DATA FOR PROCESSING:
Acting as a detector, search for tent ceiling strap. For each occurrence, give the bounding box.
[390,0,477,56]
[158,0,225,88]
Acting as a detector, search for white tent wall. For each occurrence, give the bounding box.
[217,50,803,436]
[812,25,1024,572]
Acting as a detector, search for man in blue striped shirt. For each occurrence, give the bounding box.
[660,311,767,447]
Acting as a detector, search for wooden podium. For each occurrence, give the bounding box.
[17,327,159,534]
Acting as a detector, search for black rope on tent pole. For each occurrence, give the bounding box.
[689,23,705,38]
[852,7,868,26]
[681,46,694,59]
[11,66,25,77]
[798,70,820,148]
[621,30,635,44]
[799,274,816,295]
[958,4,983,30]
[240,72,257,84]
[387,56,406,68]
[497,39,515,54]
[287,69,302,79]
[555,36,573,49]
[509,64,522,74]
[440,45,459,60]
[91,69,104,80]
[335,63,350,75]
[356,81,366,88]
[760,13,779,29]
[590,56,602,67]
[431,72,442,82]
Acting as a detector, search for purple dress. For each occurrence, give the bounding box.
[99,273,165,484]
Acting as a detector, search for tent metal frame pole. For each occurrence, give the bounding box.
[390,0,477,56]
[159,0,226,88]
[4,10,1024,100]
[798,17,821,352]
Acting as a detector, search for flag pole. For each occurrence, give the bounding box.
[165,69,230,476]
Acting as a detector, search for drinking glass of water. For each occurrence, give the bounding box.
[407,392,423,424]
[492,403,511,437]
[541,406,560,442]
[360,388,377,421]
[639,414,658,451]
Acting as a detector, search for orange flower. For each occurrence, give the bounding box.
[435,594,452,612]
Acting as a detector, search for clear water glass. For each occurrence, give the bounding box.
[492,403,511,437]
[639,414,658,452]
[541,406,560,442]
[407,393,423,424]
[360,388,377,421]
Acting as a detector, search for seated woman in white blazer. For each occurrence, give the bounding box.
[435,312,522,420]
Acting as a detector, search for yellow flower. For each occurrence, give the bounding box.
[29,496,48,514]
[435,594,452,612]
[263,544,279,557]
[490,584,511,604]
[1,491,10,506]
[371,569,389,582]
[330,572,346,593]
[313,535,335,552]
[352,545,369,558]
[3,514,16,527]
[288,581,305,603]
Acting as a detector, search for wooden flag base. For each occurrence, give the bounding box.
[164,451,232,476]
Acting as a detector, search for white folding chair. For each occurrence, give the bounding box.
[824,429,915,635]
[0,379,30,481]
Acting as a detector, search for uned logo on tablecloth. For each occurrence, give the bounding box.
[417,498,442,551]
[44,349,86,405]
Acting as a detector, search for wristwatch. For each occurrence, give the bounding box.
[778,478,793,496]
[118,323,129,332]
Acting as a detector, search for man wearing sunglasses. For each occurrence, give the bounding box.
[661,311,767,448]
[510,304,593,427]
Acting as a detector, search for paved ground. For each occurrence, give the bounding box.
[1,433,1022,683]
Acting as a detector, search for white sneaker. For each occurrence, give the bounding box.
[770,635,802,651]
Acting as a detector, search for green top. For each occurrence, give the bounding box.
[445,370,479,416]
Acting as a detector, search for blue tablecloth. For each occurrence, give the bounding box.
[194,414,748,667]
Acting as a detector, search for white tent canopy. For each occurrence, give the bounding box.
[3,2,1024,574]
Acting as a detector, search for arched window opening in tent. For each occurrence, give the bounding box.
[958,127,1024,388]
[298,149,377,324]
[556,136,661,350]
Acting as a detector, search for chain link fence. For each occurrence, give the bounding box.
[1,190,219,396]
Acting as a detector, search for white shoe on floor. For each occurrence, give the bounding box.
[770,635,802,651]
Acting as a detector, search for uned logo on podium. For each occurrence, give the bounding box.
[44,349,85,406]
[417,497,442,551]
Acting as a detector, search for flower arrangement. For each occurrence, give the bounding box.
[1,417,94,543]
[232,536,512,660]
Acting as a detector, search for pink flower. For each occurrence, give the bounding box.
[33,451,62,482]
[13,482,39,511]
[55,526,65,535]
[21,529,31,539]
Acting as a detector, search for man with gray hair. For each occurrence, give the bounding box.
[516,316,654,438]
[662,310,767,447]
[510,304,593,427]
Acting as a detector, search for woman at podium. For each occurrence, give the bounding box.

PROBLEM STATEMENT: Could you print the lines of the records above from the one containing "Acting as a detector, search for white shoe" through the last, exactly and with no additions?

SOLUTION TO THE PROBLEM:
Acting as a detector, search for white shoe on floor. For each occurrence, give the bounding box.
[770,635,802,651]
Acting as a detector, search for uned logo on podium. For each occurrence, give the bounding box.
[44,349,85,406]
[417,497,442,551]
Acting as a detector, search for flower arrangement. For each occurrence, give the bounding box.
[1,417,94,543]
[232,536,512,660]
Acting as a detector, search for pink flower. For each occurrence, give the bounding box.
[33,451,62,482]
[13,482,39,511]
[55,526,65,535]
[21,529,31,539]
Acting as a detector, search for man with gray hair. For each occurrence, give the bounding box.
[516,316,654,438]
[662,310,767,447]
[510,304,593,427]
Acting as a detector, search for woman at podium. For each occurrence, give the bounding box.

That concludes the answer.